• **Task goal**
Express these rows as a two-column CSV headed instruction and points, with one line for each row. Put each field in double quotes and replace any line breaks with spaces.

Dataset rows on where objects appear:
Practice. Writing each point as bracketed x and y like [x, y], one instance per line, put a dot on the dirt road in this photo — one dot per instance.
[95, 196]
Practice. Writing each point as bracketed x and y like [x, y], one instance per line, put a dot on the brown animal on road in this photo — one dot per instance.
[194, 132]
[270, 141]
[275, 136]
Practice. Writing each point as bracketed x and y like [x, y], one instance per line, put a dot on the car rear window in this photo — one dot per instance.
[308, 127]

• **Answer to this task**
instruction,points
"Practice. Writing each point as bracketed x and y like [x, y], one instance per line, put a dot on the dirt road in this photo — one dot per instance.","[95, 196]"
"Practice. Writing each point as bracketed x and y like [x, y], one instance per line, put a dot on the brown animal on road in this photo — one dot per instance.","[194, 132] [270, 141] [275, 136]"
"Practice. Writing each point as bracketed x and y like [x, y], one instance per line, put a dot on the car rear window in this photo — one dot per instance.","[308, 127]"